REQUIRED TASK
Recast every line of the records below as a Markdown table with the columns "Row" and "Line", numbering the rows, skipping blank lines, and leaving the pictures out.

■ ■ ■ ■

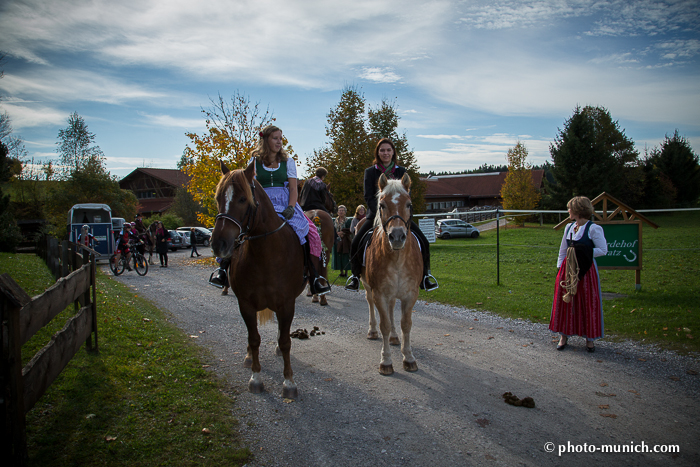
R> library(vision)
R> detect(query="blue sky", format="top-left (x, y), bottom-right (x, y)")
top-left (0, 0), bottom-right (700, 177)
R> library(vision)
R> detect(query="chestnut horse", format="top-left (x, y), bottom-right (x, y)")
top-left (362, 174), bottom-right (423, 375)
top-left (300, 180), bottom-right (336, 306)
top-left (211, 162), bottom-right (306, 399)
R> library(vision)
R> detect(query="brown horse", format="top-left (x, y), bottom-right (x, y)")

■ ■ ■ ■

RIGHT ANSWER
| Row | Line |
|---|---|
| 1 | R> library(vision) |
| 2 | R> detect(query="blue sky", format="top-left (x, y), bottom-right (x, y)") |
| 3 | top-left (0, 0), bottom-right (700, 177) |
| 4 | R> library(vision) |
| 5 | R> detect(query="chestnut horse", format="top-left (x, y), bottom-right (x, y)") |
| 6 | top-left (362, 174), bottom-right (423, 375) |
| 7 | top-left (300, 180), bottom-right (336, 306) |
| 8 | top-left (211, 162), bottom-right (306, 399) |
| 9 | R> library(vision) |
| 10 | R> detect(query="brown horse", format="top-left (x, y), bottom-right (x, y)") |